▸ **REQUIREMENT**:
Once you find the line below that contains "of the wooden", write it out along with every later line exactly as given, stopping only when the records end. Omit the pictures.

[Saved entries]
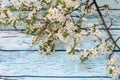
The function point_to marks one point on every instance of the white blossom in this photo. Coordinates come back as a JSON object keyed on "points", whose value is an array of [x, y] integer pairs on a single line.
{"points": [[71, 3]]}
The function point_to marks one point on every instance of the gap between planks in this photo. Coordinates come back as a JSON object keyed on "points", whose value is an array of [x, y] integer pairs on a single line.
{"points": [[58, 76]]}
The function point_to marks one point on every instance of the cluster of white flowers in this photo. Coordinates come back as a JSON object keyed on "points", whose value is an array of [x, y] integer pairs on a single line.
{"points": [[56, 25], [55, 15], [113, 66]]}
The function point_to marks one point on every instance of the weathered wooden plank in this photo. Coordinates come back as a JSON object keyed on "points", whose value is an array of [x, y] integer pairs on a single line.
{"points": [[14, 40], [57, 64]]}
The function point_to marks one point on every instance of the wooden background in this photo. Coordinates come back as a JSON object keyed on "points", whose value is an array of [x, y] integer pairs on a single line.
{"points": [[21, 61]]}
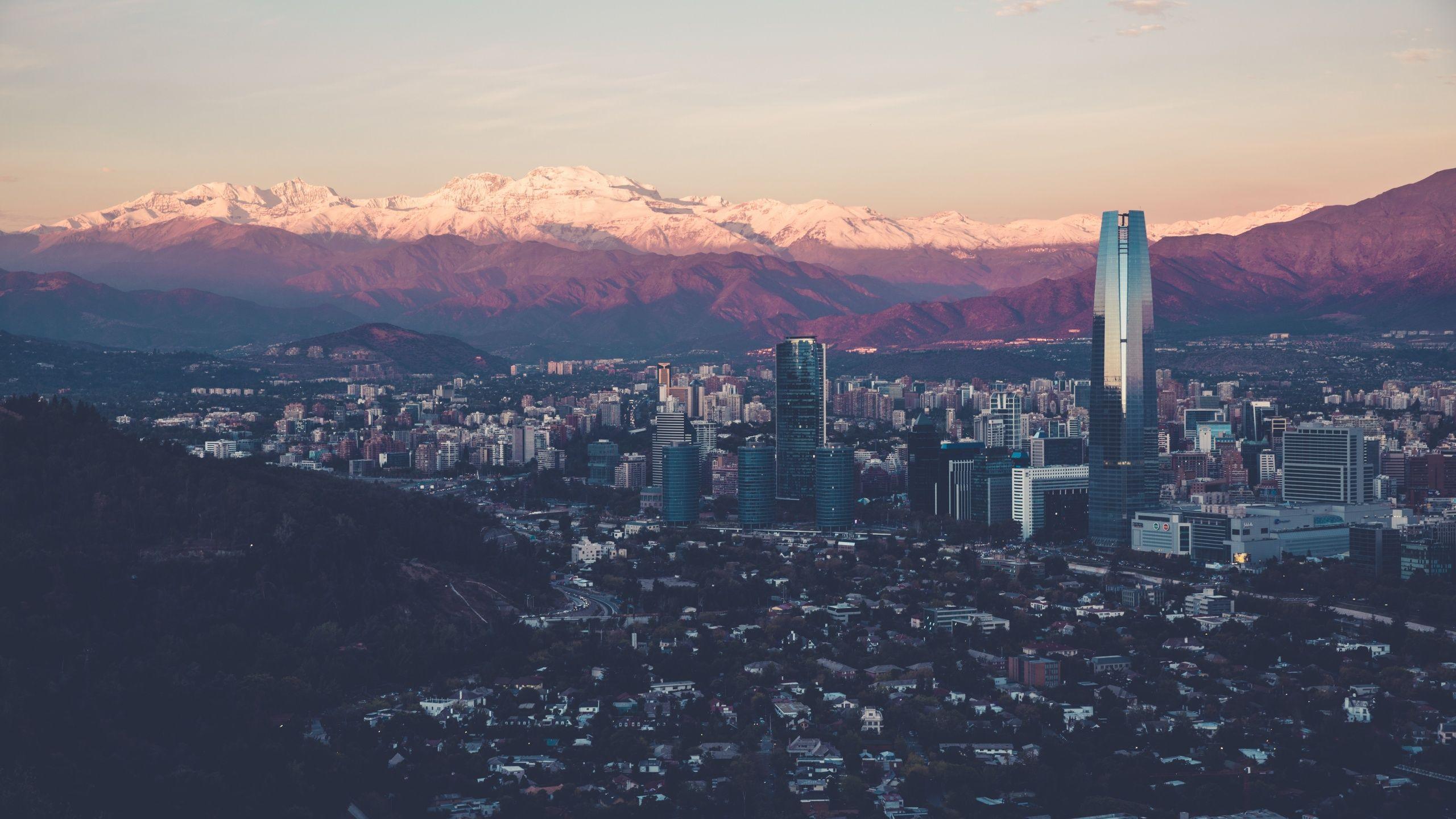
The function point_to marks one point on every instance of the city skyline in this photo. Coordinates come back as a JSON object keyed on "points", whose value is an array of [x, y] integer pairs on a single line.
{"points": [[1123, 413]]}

▸ **YOUR SOLUTION**:
The function point_to marks one point on every instance of the wooden background in this photo. Coordinates come back as a JSON object keyed on "points", whose value is an array of [x, y] integer pairs on a single line.
{"points": [[21, 61]]}
The function point_to marks one point on every instance of the city skyline in this photo. Coordinates come back as a JSON object keyed on "points", whose value is an array of [x, y] integer pairs on a single line.
{"points": [[1123, 413]]}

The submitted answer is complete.